*** Block opens ***
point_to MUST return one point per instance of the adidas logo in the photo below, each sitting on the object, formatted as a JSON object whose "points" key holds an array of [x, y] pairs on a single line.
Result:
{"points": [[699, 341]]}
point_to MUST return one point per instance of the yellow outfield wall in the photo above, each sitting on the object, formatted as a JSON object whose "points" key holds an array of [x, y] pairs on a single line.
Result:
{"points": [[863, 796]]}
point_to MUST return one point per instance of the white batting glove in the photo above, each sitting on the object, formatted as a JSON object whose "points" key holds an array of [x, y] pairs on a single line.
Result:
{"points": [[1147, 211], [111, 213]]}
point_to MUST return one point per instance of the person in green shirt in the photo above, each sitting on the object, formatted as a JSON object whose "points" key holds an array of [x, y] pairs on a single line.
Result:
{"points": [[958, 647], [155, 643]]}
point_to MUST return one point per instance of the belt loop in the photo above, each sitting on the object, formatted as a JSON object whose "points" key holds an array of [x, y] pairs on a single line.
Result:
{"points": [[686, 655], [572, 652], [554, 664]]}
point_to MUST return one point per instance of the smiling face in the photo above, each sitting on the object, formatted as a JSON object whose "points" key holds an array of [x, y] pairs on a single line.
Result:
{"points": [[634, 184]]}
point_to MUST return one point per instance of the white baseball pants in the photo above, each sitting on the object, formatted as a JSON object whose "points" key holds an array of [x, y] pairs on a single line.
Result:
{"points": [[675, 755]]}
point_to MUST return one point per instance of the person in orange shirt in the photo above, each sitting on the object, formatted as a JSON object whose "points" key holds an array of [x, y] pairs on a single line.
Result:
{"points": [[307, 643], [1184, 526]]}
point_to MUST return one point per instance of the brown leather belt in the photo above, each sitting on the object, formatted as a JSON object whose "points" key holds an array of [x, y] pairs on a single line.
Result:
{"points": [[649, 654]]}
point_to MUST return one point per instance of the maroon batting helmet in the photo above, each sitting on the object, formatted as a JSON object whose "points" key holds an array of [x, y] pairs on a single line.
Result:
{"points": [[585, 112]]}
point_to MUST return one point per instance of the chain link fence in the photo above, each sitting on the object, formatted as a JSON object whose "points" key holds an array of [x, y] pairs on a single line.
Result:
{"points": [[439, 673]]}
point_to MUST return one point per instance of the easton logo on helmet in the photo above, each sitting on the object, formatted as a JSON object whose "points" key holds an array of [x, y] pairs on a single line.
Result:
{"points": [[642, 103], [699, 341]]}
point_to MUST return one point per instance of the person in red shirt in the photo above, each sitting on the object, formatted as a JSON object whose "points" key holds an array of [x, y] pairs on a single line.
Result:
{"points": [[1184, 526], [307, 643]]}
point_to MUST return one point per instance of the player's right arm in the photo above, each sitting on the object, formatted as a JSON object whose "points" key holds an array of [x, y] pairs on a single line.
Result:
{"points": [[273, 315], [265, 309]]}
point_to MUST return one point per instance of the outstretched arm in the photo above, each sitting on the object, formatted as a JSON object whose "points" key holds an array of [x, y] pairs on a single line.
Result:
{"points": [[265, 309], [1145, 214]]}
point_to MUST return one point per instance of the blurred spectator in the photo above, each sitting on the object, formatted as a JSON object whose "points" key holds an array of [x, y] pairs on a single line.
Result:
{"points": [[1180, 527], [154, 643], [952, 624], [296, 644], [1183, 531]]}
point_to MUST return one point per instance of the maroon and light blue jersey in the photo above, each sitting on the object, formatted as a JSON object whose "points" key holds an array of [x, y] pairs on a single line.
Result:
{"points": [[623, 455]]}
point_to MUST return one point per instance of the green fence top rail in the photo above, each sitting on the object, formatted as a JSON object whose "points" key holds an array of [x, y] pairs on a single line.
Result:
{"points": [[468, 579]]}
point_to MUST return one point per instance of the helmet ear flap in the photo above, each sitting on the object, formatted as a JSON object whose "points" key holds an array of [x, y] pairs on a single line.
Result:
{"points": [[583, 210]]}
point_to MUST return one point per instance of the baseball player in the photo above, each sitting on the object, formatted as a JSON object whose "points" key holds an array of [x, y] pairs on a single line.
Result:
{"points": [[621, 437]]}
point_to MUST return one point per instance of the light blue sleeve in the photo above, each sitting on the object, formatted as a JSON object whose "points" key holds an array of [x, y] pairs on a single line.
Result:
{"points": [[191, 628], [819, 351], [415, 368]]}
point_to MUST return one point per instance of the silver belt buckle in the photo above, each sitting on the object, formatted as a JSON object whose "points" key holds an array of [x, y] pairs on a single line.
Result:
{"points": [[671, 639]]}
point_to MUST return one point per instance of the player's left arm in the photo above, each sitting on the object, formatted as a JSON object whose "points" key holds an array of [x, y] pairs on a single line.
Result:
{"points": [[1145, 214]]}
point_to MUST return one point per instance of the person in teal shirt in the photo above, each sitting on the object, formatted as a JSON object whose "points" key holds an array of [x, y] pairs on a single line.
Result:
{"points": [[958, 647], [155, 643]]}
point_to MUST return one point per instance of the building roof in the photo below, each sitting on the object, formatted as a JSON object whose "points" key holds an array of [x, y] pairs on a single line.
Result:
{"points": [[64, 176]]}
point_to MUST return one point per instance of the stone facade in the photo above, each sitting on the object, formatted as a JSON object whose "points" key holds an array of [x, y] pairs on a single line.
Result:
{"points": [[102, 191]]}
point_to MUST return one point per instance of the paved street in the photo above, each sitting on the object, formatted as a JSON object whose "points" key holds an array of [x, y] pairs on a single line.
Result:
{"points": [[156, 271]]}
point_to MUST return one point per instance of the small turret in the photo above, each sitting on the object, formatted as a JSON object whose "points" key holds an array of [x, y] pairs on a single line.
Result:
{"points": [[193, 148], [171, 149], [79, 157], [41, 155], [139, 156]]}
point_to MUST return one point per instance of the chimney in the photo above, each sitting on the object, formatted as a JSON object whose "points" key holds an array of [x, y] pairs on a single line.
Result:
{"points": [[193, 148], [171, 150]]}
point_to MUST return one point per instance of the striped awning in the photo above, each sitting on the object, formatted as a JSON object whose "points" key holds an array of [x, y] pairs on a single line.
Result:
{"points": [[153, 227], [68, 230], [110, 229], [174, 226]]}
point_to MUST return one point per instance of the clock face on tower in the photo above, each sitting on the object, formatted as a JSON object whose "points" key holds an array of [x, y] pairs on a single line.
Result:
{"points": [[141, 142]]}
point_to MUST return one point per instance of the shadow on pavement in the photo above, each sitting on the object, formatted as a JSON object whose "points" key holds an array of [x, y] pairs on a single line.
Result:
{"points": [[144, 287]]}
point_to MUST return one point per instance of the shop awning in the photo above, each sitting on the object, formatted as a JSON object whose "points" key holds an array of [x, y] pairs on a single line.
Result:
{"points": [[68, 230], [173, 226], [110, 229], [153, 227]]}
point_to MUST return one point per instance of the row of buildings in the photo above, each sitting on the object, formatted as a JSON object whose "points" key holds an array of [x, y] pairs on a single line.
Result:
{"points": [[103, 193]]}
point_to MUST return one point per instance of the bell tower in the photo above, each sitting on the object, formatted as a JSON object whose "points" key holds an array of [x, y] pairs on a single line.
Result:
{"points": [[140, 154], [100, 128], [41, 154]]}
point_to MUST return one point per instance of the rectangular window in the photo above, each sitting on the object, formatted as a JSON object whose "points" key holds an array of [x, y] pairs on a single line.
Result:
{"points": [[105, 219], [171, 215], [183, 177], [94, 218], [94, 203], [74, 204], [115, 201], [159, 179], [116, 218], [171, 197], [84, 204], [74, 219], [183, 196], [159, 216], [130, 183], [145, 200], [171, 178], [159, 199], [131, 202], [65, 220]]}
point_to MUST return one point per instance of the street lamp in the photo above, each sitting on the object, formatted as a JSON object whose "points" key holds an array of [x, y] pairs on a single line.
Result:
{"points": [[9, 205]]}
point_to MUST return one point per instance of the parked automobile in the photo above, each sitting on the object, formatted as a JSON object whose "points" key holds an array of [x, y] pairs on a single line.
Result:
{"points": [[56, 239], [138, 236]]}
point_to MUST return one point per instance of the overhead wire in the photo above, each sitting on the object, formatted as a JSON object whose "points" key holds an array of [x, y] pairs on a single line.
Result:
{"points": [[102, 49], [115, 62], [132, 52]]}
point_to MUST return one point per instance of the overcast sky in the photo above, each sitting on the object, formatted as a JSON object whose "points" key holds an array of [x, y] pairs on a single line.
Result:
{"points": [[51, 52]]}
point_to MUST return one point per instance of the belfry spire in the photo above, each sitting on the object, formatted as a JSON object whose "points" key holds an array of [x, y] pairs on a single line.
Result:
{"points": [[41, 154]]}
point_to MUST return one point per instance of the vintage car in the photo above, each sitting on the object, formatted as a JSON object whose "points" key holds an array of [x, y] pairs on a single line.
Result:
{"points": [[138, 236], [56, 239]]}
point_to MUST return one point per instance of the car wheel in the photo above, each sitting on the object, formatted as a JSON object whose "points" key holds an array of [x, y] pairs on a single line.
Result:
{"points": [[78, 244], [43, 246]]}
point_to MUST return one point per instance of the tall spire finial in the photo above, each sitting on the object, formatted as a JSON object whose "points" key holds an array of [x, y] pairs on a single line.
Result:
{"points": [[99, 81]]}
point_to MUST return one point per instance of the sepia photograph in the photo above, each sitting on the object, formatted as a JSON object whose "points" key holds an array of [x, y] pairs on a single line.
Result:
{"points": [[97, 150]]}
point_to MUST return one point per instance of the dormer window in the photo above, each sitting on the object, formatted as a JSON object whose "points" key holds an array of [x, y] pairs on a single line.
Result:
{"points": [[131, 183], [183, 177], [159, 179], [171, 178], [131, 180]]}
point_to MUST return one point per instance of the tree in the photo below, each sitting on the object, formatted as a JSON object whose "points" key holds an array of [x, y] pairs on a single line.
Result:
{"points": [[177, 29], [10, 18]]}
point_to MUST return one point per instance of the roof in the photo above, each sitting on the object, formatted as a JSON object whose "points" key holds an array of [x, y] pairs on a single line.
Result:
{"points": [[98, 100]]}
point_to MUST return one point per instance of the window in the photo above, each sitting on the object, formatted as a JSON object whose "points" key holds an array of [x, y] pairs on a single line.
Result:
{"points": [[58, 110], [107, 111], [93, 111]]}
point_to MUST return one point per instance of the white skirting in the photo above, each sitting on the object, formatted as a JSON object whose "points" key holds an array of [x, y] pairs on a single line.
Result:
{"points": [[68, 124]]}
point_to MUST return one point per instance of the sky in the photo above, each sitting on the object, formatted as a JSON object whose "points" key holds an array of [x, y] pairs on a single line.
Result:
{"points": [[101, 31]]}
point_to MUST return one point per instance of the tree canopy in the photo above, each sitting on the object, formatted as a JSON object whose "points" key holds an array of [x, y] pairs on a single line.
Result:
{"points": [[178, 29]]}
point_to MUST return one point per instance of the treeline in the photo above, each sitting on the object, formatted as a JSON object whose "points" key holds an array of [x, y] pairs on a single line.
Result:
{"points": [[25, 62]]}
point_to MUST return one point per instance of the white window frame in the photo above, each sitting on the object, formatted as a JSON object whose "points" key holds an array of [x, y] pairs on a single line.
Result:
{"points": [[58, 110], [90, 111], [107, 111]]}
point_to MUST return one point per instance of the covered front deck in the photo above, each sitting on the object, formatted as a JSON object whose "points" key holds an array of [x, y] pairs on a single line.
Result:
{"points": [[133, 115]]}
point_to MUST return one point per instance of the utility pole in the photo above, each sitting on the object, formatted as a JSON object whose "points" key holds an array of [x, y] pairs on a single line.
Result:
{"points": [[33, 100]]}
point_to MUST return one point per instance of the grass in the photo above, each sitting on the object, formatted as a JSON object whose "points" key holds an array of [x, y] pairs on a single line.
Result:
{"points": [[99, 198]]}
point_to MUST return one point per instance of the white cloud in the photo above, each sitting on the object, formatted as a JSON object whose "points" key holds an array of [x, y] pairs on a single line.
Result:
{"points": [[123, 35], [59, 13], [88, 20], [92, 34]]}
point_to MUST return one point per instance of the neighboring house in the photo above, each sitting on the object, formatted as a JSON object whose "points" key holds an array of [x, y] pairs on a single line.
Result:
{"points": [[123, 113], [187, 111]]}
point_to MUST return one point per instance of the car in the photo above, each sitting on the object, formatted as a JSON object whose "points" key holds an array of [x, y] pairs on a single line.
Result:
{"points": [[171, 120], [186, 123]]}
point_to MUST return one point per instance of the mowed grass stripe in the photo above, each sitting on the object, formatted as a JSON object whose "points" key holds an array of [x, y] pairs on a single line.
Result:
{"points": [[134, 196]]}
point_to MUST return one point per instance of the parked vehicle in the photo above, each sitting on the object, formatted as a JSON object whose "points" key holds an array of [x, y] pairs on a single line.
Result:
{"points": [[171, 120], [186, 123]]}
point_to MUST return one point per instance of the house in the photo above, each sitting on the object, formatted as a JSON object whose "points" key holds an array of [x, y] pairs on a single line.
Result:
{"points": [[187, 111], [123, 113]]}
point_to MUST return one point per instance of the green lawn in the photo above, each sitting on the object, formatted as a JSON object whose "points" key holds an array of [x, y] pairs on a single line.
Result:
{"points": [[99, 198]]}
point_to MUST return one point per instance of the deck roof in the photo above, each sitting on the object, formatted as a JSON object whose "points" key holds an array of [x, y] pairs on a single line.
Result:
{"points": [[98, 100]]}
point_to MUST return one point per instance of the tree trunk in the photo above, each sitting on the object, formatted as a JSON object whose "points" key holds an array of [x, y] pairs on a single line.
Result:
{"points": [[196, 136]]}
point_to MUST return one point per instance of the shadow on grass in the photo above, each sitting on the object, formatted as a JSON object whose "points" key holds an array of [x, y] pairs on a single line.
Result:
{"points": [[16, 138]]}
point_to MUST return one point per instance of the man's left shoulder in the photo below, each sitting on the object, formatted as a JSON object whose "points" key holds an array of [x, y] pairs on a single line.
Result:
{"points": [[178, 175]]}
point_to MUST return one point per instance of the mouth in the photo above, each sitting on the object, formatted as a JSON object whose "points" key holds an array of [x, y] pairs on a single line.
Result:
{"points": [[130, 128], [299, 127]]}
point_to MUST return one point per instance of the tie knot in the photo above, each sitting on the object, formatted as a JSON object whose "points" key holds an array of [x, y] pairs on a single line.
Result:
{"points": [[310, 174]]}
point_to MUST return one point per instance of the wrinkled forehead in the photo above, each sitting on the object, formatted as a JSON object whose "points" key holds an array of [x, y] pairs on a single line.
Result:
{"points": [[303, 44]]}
*** Block closes ***
> [Task statement]
Among the lines above, find those with the word "deck" and list them.

> [The answer]
point_to MUST return one point per instance of the covered front deck in the photo above, each sitting on the object, formatted as a JSON object whose "points" key holds an array of [x, y] pairs on a single line.
point_to MUST return one point per instance of the deck roof in the photo above, each sitting on the object, formatted as a JSON object whose "points" key holds an array of [x, y] pairs on a single line.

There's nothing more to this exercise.